### Given problem
Reproduce the lines of each of the entries below word for word, leaving out the pictures.

### Data shown
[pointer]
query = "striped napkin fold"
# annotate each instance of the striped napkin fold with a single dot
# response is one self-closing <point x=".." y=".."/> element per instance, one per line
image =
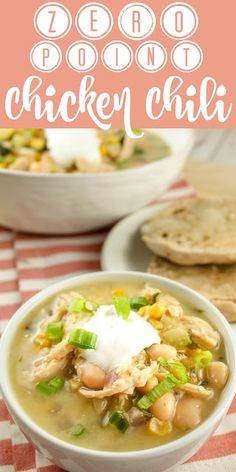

### Answer to the exercise
[pointer]
query = "striped napkin fold"
# annotate each instance of the striped napkin fold with a single dot
# response is one self-closing <point x=".." y=".."/> element per instance, one per line
image =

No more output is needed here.